===== LISTED RECORDS

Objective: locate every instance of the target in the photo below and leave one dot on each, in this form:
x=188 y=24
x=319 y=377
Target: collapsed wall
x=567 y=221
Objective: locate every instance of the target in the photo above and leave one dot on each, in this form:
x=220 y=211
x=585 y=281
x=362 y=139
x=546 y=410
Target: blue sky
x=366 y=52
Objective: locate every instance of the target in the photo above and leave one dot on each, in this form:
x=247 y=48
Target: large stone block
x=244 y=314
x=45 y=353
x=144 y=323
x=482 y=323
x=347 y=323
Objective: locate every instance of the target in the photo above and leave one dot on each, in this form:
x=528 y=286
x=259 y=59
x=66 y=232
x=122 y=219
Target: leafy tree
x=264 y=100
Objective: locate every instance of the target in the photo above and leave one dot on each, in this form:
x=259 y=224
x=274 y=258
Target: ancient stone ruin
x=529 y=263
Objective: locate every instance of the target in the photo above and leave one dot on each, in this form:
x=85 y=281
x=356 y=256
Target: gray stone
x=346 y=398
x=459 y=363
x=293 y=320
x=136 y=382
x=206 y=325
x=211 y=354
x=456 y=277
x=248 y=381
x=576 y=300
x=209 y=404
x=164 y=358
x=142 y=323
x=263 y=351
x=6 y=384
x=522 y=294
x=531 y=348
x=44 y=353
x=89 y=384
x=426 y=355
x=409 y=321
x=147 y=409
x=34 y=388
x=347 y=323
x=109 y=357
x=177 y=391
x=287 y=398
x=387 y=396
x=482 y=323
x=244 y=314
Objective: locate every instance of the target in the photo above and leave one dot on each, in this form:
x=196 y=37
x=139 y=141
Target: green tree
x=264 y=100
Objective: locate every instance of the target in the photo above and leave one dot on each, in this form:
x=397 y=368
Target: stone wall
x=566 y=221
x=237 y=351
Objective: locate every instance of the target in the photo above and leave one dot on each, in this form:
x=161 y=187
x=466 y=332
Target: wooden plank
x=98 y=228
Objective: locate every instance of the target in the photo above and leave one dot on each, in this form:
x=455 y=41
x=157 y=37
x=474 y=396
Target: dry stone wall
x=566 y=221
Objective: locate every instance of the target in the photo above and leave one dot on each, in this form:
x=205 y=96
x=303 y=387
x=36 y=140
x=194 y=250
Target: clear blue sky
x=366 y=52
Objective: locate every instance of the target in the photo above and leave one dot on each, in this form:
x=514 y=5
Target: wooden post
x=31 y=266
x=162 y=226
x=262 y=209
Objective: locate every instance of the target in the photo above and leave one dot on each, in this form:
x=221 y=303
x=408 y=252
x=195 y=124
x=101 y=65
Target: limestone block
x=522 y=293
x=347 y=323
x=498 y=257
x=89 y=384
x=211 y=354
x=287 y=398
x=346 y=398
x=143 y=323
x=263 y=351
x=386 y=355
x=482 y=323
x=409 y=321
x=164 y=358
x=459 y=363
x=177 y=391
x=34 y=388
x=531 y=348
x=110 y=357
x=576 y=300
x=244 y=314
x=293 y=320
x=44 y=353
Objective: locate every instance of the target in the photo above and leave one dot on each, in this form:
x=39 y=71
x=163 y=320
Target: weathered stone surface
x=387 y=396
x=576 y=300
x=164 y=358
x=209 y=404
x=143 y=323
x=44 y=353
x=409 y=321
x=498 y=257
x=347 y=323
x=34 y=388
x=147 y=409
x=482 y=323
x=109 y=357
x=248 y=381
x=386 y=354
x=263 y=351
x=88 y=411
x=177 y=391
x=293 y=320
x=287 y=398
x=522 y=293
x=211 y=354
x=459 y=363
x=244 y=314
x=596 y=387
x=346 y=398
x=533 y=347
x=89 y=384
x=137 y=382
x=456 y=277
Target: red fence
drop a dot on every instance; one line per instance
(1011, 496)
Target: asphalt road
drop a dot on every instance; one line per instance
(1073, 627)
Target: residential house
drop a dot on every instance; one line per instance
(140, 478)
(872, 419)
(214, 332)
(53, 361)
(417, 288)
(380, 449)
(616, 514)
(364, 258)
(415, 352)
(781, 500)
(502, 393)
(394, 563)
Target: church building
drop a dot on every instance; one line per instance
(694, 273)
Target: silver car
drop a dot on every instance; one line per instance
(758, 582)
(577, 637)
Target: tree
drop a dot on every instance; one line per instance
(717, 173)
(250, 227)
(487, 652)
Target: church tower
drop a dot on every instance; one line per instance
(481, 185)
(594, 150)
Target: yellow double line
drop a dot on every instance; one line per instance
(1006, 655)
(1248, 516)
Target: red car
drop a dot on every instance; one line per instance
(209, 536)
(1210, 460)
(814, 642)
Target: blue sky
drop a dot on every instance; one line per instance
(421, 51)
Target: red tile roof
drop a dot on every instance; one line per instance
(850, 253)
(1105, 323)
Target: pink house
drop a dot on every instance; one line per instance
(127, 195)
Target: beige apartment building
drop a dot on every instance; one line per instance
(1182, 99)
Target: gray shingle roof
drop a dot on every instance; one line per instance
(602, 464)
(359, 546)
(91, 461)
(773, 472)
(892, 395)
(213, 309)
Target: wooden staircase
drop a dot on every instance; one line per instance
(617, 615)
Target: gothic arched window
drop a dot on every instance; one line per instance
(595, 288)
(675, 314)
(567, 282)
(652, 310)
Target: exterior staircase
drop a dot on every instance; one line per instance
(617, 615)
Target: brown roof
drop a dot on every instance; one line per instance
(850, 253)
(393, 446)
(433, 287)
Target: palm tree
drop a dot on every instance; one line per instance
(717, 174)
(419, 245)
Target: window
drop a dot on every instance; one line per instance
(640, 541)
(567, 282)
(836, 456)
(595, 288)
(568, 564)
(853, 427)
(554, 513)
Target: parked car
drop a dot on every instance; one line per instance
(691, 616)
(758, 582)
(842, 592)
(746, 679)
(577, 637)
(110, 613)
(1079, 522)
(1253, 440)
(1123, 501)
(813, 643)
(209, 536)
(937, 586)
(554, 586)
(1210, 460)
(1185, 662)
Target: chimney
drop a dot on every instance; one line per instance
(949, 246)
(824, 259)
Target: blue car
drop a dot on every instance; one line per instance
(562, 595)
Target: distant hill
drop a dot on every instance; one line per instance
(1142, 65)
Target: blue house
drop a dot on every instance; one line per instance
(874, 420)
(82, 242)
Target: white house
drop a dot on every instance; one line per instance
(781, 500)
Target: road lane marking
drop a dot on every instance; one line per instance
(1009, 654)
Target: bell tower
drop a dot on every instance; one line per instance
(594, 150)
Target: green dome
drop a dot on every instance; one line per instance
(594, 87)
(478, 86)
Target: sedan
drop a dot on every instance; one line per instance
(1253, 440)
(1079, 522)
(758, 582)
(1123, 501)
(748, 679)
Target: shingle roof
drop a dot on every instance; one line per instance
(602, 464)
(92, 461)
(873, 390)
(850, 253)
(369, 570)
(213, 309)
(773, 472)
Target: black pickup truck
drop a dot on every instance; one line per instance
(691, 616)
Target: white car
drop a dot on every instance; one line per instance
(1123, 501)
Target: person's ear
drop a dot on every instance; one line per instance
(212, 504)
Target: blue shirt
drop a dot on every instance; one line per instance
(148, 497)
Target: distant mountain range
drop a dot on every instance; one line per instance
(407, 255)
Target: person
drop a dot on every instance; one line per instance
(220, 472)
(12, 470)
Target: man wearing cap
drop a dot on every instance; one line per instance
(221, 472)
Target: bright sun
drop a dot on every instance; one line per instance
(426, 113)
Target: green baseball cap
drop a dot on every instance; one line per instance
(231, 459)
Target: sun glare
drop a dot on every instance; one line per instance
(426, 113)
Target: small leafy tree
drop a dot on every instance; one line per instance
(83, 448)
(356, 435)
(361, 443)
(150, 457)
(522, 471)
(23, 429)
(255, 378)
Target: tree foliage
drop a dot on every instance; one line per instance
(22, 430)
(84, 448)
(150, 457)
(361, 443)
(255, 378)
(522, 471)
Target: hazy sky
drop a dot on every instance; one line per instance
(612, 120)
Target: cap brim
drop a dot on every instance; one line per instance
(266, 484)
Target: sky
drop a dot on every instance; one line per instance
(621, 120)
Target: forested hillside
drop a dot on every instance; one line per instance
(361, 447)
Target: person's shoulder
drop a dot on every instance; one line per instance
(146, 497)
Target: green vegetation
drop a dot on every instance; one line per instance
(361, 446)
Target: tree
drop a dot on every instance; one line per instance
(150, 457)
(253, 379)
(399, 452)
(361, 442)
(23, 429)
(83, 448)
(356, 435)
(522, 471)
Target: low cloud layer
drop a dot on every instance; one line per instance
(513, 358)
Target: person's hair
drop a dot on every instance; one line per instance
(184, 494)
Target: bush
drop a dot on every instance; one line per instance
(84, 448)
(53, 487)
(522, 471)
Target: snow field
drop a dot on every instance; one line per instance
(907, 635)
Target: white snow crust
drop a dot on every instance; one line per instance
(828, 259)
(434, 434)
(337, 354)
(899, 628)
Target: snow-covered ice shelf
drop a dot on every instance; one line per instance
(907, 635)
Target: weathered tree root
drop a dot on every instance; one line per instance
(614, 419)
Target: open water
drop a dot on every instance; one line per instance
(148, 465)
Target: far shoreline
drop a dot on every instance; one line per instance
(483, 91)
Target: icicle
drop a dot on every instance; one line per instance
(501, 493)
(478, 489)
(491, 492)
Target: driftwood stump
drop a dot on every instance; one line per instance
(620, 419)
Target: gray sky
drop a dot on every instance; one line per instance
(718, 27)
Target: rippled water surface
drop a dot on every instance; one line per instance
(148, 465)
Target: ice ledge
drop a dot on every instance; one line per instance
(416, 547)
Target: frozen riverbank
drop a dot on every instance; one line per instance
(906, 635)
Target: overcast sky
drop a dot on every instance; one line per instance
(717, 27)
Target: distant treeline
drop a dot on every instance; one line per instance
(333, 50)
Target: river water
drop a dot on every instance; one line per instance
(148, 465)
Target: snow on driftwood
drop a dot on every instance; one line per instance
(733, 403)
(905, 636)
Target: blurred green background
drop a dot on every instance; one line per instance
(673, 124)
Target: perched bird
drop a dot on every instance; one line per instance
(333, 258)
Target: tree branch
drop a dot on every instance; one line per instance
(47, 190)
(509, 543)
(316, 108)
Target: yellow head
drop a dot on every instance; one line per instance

==========

• [AIM OF THE TASK]: Output exactly the lines above, from the one holding "Target: overcast sky" through the end of the data, including the first and last.

• [RESPONSE TO THE EXERCISE]:
Target: overcast sky
drop a dot on every instance; one line per instance
(717, 27)
Target: distant treeline
drop a dot on every instance; one line per instance
(333, 50)
Target: river water
drop a dot on every instance; one line per instance
(148, 465)
Target: snow on driftwood
drop a dot on every instance; one line per instance
(733, 403)
(905, 636)
Target: blurred green background
drop a dot on every instance; one line per instance
(673, 124)
Target: perched bird
drop a dot on every instance; one line per instance
(333, 258)
Target: tree branch
drop a dot on every instance; one line per instance
(47, 190)
(509, 543)
(316, 108)
Target: yellow head
drop a dot on every instance; one line per instance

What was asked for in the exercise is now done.